PROBLEM DESCRIPTION:
Scan the data for "below" and copy each matching line.

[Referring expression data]
+ + + + +

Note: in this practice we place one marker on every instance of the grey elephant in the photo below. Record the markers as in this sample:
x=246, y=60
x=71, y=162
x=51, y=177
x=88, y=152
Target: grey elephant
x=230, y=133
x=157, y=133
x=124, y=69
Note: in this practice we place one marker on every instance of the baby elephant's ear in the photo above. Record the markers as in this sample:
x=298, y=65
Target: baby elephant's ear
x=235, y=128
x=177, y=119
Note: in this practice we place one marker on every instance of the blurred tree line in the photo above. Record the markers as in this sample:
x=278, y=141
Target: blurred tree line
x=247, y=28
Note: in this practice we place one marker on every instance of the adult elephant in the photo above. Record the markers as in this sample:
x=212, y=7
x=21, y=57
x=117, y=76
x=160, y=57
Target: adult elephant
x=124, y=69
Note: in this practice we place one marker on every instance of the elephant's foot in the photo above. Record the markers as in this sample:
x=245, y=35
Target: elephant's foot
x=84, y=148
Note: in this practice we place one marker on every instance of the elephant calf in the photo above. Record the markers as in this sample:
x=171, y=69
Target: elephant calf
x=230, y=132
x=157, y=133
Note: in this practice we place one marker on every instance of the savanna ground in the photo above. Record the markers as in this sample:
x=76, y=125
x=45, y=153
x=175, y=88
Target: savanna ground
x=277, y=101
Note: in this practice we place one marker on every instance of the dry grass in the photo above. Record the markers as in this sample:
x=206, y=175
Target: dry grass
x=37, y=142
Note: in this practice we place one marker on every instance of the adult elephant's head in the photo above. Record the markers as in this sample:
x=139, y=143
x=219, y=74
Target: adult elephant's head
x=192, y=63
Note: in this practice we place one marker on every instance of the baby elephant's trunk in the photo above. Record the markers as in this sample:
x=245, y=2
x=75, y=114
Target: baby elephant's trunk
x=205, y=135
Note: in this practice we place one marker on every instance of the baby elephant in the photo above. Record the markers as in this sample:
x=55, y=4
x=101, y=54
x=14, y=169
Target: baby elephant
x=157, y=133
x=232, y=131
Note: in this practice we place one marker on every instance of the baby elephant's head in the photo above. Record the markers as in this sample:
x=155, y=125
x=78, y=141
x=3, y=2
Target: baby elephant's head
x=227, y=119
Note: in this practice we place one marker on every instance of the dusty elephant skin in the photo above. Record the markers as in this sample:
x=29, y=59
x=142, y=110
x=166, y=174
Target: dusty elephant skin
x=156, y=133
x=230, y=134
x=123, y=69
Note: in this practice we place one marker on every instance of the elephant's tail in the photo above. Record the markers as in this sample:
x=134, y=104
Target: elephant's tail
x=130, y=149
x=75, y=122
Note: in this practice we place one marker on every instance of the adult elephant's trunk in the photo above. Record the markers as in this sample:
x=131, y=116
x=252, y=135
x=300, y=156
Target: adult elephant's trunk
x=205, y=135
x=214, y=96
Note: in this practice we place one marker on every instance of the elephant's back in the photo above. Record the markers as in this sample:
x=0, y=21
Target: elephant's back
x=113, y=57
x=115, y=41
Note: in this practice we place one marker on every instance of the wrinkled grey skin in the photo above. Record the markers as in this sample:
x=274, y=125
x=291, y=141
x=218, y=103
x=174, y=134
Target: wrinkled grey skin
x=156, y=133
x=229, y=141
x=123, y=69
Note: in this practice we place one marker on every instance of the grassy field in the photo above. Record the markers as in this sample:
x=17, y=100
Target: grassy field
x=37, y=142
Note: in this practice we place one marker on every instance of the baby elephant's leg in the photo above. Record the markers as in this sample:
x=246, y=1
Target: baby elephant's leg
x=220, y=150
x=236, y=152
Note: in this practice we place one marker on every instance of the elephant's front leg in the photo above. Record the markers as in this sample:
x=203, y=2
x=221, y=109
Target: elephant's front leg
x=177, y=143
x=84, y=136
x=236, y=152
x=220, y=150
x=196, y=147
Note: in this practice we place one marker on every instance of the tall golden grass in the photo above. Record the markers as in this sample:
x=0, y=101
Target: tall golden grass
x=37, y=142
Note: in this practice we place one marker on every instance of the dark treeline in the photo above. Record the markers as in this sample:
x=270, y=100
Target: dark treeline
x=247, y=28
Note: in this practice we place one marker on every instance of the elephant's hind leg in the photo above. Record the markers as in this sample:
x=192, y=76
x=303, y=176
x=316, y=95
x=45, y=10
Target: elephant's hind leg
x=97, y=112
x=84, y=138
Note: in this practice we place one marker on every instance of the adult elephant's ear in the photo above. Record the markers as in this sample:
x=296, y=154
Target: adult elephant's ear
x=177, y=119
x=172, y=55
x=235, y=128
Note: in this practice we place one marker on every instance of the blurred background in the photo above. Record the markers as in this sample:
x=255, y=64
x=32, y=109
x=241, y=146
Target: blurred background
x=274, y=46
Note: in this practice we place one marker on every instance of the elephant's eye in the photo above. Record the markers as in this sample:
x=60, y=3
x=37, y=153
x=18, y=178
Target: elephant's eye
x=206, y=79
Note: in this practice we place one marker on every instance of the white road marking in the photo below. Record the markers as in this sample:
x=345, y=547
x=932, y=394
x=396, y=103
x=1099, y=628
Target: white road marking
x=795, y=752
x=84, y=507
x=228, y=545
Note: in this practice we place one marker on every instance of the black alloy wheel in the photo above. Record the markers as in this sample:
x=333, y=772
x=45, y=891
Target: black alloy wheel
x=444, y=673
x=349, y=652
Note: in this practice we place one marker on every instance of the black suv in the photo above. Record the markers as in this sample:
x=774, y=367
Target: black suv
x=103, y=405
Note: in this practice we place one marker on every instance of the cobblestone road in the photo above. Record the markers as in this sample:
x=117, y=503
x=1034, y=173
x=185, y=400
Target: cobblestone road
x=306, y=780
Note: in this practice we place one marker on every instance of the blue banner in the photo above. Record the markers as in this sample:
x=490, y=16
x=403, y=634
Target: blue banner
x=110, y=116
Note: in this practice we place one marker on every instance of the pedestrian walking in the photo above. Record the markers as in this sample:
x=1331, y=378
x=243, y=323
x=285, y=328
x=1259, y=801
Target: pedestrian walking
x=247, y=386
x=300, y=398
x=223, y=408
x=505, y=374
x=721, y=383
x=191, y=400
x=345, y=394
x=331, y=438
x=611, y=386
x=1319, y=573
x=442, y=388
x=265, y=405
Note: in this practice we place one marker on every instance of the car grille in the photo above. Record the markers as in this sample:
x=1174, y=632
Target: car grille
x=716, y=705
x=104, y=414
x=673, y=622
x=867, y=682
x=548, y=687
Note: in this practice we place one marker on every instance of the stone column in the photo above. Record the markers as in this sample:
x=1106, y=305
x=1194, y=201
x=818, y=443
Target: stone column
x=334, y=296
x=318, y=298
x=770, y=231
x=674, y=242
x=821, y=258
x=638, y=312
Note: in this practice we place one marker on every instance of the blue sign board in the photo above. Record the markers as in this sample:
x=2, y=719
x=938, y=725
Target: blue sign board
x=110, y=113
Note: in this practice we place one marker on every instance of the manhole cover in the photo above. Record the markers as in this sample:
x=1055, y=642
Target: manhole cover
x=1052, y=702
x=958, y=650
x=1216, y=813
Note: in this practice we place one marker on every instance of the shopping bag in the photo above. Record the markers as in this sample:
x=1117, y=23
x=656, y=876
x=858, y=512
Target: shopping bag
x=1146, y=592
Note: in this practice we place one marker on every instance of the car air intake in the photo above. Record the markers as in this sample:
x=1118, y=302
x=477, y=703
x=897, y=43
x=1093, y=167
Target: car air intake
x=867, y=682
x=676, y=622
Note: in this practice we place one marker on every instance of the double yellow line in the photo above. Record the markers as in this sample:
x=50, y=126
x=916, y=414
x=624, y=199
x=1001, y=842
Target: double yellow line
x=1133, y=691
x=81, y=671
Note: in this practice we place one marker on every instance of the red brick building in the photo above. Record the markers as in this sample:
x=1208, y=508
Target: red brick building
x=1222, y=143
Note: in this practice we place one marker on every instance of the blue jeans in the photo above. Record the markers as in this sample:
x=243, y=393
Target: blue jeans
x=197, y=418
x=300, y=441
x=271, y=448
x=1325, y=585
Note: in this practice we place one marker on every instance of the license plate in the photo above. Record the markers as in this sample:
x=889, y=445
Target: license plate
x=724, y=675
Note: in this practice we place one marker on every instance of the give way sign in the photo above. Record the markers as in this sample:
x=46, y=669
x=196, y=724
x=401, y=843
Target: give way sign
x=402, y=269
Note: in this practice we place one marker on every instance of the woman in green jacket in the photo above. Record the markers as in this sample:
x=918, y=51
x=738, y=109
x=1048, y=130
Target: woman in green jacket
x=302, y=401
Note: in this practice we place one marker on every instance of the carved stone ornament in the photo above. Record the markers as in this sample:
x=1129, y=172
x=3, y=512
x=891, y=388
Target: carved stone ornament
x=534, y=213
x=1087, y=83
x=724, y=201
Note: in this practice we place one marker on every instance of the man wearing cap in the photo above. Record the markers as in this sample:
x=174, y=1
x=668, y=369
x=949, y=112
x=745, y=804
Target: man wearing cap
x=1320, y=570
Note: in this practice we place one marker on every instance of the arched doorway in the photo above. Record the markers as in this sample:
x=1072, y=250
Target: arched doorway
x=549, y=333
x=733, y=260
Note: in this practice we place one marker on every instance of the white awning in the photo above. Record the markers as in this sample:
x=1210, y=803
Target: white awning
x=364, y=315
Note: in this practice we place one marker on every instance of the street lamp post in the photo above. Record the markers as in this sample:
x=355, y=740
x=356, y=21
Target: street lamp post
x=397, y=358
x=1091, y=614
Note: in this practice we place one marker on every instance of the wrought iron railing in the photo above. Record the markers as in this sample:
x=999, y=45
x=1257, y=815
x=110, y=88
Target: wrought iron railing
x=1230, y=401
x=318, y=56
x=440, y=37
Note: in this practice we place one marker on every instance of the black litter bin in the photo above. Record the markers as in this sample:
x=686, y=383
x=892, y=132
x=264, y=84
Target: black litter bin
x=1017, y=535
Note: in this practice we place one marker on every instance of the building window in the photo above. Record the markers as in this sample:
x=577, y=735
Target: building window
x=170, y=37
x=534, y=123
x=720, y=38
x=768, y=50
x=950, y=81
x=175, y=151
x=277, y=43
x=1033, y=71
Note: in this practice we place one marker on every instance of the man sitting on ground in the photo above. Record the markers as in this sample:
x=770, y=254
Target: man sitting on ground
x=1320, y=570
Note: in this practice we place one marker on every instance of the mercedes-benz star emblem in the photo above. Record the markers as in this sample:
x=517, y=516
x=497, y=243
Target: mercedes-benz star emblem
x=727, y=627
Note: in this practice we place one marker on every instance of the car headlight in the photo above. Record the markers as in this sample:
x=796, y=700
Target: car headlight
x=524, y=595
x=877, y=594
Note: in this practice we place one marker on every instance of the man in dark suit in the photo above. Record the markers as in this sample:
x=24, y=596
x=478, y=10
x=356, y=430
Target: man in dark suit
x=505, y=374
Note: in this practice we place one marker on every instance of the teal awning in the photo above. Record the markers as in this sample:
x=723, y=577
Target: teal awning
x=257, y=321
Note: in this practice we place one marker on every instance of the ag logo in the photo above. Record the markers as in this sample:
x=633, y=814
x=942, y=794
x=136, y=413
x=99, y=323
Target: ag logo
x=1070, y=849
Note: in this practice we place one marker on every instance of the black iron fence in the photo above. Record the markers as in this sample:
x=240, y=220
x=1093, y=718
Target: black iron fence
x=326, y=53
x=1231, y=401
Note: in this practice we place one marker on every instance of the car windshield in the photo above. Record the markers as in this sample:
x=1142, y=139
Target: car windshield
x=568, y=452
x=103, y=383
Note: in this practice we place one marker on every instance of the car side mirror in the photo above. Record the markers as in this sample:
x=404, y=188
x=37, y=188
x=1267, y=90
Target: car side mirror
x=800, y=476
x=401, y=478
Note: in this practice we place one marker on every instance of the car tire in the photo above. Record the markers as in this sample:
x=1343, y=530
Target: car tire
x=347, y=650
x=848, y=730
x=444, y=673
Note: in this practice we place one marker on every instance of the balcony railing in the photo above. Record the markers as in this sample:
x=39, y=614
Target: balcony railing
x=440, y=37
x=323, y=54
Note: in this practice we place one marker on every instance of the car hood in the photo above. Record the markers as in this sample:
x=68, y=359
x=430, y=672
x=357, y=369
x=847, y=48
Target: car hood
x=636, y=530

+ + + + +

RESPONSE TO THE TASK:
Note: in this practice we place one marker on every instance of the grey elephant in the photo below. Record the markers as in this sample:
Note: in this practice we place one marker on every instance of the white road marking in the photo below. Record the markers as in this sample:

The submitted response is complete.